Your goal:
Rewrite the listing below, swapping "annotation assistant" for "labeling assistant" wherever it occurs and leaving everything else unchanged.

(Region annotation entries)

┏━━

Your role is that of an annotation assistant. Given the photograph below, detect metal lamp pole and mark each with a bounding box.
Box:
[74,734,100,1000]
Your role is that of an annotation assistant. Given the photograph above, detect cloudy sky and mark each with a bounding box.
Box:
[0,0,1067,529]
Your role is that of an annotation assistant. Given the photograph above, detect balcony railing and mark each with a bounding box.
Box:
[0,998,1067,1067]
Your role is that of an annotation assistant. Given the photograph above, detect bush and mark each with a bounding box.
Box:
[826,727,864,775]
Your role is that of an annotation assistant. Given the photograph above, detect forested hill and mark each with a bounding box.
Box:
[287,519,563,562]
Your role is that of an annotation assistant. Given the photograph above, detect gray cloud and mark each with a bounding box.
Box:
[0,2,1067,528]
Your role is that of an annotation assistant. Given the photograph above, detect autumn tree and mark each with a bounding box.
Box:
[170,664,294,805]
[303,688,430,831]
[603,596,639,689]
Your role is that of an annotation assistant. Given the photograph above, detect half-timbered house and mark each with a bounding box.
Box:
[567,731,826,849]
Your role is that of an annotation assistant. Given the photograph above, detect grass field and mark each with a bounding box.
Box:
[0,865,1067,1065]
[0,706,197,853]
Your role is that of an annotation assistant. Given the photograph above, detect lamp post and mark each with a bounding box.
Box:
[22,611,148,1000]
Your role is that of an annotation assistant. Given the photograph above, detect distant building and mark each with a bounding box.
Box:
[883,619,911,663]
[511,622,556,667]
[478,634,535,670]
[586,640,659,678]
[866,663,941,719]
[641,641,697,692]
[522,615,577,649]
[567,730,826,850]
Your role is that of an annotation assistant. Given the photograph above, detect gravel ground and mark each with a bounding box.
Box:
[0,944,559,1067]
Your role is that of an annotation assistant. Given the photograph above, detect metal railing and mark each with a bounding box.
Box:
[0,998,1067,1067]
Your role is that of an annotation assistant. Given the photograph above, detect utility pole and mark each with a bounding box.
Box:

┗━━

Finished answer:
Your role is that of an labeling assistant. Given the photograph below, detect metal lamp pole and mark each with a bounding box.
Box:
[74,734,100,1000]
Your role is that of an labeling assistant. Given the photograph above, detect cloudy sky and mark each with a bounding box.
Box:
[0,0,1067,529]
Your role is that of an labeling assistant. Given the photograph above, detect balcony railing and mark each with a bounding box.
Box:
[0,998,1067,1067]
Your role is that of an labeling assistant. Given the photograph above, detect bush and mark each with a bounding box.
Box:
[826,727,864,775]
Your role is that of an labeling assistant. Given the photograph above, detect forested hill and mark each with a bounding box.
Box:
[287,519,563,562]
Your role is that of an labeling assistant. Given the photograph above, detect gray cloud and mark each with a bounding box.
Box:
[0,2,1067,528]
Your role is that of an labeling assistant. Given the photograph above, detect autumn tree and mark each with a bounding box.
Box:
[170,664,294,805]
[303,688,430,831]
[603,596,639,689]
Your role is that of an labeling assistant. Given the photograph above, detect half-timbered house and mark each with a bounding box.
Box:
[567,731,826,849]
Your role is that of an labeling assistant. Given the photograph above, detect grass field and mark each with a bounding box.
Box:
[0,865,1067,1065]
[0,706,197,853]
Your role is that of an labeling assistant. Given the photograph above, detect lamp post and mark each with a bounding box.
Box:
[22,611,148,1000]
Your role is that of an labeling assistant. Given the photograph above, detect distant building and mark each with a bounding box.
Box:
[883,619,911,663]
[511,622,556,667]
[478,634,535,670]
[586,640,659,678]
[866,663,941,719]
[641,641,697,692]
[522,615,577,649]
[567,730,826,850]
Your role is that of an labeling assistant. Given the photograph above, detect gravel ground and mark each with a bounding box.
Box:
[0,944,559,1067]
Your role is that of an labeling assistant. Given the photograph above, detect metal railing and mark each with a bounding box.
Box:
[0,998,1067,1067]
Your role is that of an labeling assistant. Given the photograph above, detect utility pole and mark each with a bounding box.
Box:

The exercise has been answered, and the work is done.